═════ DATA PROVIDED
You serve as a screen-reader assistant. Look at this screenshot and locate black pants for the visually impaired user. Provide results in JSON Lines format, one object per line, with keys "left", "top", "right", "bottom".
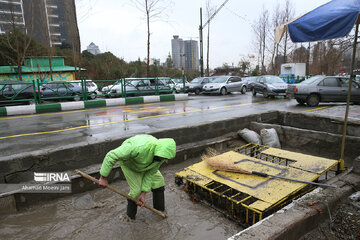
{"left": 126, "top": 186, "right": 165, "bottom": 219}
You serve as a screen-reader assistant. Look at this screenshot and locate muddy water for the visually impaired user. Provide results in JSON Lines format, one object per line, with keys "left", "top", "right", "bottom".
{"left": 0, "top": 157, "right": 242, "bottom": 240}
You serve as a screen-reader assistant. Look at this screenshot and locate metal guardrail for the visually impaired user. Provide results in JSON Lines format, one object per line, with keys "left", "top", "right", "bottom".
{"left": 0, "top": 77, "right": 187, "bottom": 106}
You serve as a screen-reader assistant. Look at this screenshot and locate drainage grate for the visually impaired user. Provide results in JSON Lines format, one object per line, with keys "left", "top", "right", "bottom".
{"left": 176, "top": 143, "right": 340, "bottom": 226}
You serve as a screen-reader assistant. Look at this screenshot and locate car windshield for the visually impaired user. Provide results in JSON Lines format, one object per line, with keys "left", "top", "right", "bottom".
{"left": 300, "top": 76, "right": 324, "bottom": 85}
{"left": 191, "top": 77, "right": 203, "bottom": 83}
{"left": 126, "top": 80, "right": 139, "bottom": 86}
{"left": 212, "top": 76, "right": 228, "bottom": 83}
{"left": 264, "top": 76, "right": 284, "bottom": 83}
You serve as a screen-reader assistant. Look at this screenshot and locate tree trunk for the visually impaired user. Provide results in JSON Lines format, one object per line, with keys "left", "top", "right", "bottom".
{"left": 49, "top": 49, "right": 53, "bottom": 81}
{"left": 283, "top": 31, "right": 288, "bottom": 63}
{"left": 270, "top": 43, "right": 276, "bottom": 75}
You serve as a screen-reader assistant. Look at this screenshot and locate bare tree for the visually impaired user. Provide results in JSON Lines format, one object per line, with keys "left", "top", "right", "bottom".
{"left": 268, "top": 3, "right": 282, "bottom": 75}
{"left": 279, "top": 0, "right": 294, "bottom": 64}
{"left": 252, "top": 7, "right": 269, "bottom": 74}
{"left": 131, "top": 0, "right": 172, "bottom": 77}
{"left": 310, "top": 37, "right": 352, "bottom": 75}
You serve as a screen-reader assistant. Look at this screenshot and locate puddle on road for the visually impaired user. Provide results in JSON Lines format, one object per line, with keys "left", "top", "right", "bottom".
{"left": 0, "top": 158, "right": 242, "bottom": 240}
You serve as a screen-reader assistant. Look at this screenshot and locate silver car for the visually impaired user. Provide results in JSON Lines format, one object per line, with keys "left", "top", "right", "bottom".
{"left": 202, "top": 76, "right": 245, "bottom": 95}
{"left": 287, "top": 75, "right": 360, "bottom": 106}
{"left": 252, "top": 75, "right": 288, "bottom": 98}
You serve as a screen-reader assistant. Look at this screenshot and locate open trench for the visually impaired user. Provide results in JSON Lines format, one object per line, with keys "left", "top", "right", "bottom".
{"left": 0, "top": 155, "right": 243, "bottom": 240}
{"left": 0, "top": 111, "right": 360, "bottom": 239}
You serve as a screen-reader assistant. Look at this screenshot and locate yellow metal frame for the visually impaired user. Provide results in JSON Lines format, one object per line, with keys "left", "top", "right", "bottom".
{"left": 176, "top": 143, "right": 340, "bottom": 226}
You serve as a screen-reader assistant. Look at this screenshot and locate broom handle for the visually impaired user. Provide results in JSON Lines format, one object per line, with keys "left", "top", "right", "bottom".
{"left": 74, "top": 170, "right": 167, "bottom": 218}
{"left": 251, "top": 171, "right": 336, "bottom": 188}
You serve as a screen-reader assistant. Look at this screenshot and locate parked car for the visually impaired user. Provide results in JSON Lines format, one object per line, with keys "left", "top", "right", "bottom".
{"left": 41, "top": 81, "right": 83, "bottom": 101}
{"left": 0, "top": 81, "right": 38, "bottom": 105}
{"left": 286, "top": 75, "right": 360, "bottom": 106}
{"left": 252, "top": 75, "right": 288, "bottom": 98}
{"left": 172, "top": 78, "right": 189, "bottom": 93}
{"left": 110, "top": 79, "right": 172, "bottom": 97}
{"left": 102, "top": 81, "right": 120, "bottom": 97}
{"left": 185, "top": 77, "right": 213, "bottom": 95}
{"left": 73, "top": 80, "right": 98, "bottom": 99}
{"left": 159, "top": 78, "right": 177, "bottom": 92}
{"left": 242, "top": 76, "right": 258, "bottom": 91}
{"left": 202, "top": 75, "right": 245, "bottom": 95}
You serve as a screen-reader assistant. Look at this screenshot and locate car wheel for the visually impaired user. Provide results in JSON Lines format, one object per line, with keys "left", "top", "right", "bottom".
{"left": 73, "top": 94, "right": 81, "bottom": 101}
{"left": 262, "top": 89, "right": 269, "bottom": 98}
{"left": 306, "top": 94, "right": 320, "bottom": 107}
{"left": 89, "top": 93, "right": 97, "bottom": 100}
{"left": 241, "top": 86, "right": 247, "bottom": 94}
{"left": 195, "top": 88, "right": 201, "bottom": 95}
{"left": 220, "top": 87, "right": 227, "bottom": 95}
{"left": 252, "top": 88, "right": 256, "bottom": 96}
{"left": 296, "top": 99, "right": 305, "bottom": 105}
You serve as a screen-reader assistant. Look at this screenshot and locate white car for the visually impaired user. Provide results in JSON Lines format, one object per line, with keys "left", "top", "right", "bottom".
{"left": 172, "top": 78, "right": 188, "bottom": 93}
{"left": 202, "top": 76, "right": 246, "bottom": 95}
{"left": 73, "top": 80, "right": 98, "bottom": 99}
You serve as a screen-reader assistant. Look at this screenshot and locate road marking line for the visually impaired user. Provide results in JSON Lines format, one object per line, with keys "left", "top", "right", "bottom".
{"left": 302, "top": 106, "right": 329, "bottom": 112}
{"left": 0, "top": 99, "right": 283, "bottom": 140}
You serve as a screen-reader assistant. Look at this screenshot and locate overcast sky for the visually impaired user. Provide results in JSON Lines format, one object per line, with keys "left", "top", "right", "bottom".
{"left": 75, "top": 0, "right": 330, "bottom": 68}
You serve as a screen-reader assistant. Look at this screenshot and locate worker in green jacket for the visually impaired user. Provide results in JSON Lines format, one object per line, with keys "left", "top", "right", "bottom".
{"left": 98, "top": 134, "right": 176, "bottom": 219}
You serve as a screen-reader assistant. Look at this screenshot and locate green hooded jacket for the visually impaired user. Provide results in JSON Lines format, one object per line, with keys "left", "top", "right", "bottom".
{"left": 100, "top": 134, "right": 176, "bottom": 193}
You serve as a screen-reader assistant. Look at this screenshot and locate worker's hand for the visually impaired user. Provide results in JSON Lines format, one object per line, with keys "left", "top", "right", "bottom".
{"left": 98, "top": 176, "right": 108, "bottom": 188}
{"left": 136, "top": 192, "right": 146, "bottom": 207}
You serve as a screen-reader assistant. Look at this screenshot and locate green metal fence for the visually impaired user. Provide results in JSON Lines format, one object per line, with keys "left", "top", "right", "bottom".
{"left": 0, "top": 77, "right": 187, "bottom": 106}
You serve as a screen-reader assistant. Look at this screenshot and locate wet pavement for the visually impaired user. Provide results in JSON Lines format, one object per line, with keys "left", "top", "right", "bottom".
{"left": 0, "top": 157, "right": 242, "bottom": 240}
{"left": 0, "top": 94, "right": 311, "bottom": 159}
{"left": 1, "top": 94, "right": 360, "bottom": 239}
{"left": 307, "top": 104, "right": 360, "bottom": 121}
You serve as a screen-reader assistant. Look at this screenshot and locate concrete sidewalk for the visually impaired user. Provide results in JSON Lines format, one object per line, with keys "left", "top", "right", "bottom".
{"left": 0, "top": 94, "right": 188, "bottom": 116}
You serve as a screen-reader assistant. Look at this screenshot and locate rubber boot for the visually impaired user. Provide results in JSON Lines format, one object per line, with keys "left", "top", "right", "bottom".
{"left": 127, "top": 199, "right": 137, "bottom": 219}
{"left": 152, "top": 186, "right": 165, "bottom": 211}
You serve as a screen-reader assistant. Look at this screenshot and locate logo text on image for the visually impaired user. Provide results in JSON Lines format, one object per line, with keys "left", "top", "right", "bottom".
{"left": 34, "top": 172, "right": 70, "bottom": 182}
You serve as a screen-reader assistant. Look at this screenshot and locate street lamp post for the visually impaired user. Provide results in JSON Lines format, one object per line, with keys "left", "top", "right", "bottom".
{"left": 199, "top": 8, "right": 204, "bottom": 76}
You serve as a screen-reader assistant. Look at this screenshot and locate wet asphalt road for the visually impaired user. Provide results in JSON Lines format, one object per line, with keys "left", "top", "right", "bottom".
{"left": 0, "top": 93, "right": 348, "bottom": 158}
══════════
Write out exactly the lines from the line with "locate wet asphalt" to the close of the listing above, including both of those lines.

TASK RESULT:
You serve as a screen-reader assistant. Look at this screenshot and locate wet asphalt road for the visually impaired user. Provide results in JSON Lines format, one object per line, with keys "left", "top", "right", "bottom".
{"left": 0, "top": 93, "right": 348, "bottom": 158}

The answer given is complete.